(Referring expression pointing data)
━━━━━━━━

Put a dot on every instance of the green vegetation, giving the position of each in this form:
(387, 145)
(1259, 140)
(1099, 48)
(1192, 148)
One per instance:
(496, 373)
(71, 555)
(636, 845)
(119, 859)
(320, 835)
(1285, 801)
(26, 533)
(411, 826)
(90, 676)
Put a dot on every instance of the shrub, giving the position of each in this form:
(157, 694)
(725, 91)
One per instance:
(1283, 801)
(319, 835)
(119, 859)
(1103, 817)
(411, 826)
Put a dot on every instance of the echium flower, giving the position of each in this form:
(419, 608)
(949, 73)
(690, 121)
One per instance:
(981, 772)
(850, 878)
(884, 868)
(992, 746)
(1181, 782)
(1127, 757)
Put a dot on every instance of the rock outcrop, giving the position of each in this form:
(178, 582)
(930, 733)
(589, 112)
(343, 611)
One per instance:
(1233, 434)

━━━━━━━━

(About this exercise)
Each of the lines from the one that contains "Put a dot on every instance of the shrub, giving" through the last line of the data needs to be repeated exactly, with no others.

(Solution)
Put a dot on every instance of the shrub, giving the position of each in this form:
(157, 694)
(725, 91)
One per instance:
(1283, 801)
(319, 835)
(119, 859)
(1103, 817)
(411, 826)
Put a dot on every instance of the echium flower, giving the position of each in this form:
(419, 608)
(949, 73)
(690, 121)
One per instance:
(981, 772)
(850, 878)
(884, 868)
(992, 746)
(1181, 782)
(1127, 757)
Put a dot on every instance of the rock outcrop, giving the position of each in this form:
(178, 582)
(930, 733)
(589, 112)
(343, 611)
One per instance:
(1233, 434)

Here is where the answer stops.